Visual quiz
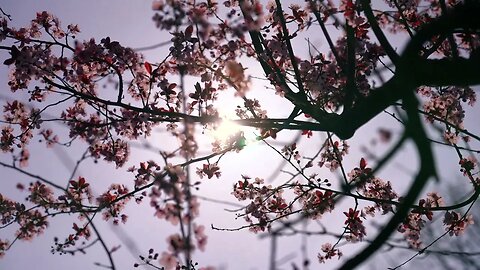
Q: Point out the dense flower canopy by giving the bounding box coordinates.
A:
[0,0,480,269]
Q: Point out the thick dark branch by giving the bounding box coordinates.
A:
[362,0,398,64]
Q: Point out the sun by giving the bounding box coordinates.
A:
[209,117,257,144]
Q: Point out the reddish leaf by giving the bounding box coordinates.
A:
[145,62,152,74]
[185,25,193,39]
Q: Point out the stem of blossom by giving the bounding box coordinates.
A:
[362,0,398,64]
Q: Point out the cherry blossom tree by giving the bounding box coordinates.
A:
[0,0,480,269]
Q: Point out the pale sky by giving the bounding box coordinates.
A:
[0,0,480,270]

========================

#### Written exercise
Could you switch "pale sky" to "clear sky" in the items from the line with "Q: Point out the pale" to the end of the items, change nothing else, and give back only those lines?

#### Written answer
Q: Point out the clear sky by giving the bounding box coordinates.
A:
[0,0,480,270]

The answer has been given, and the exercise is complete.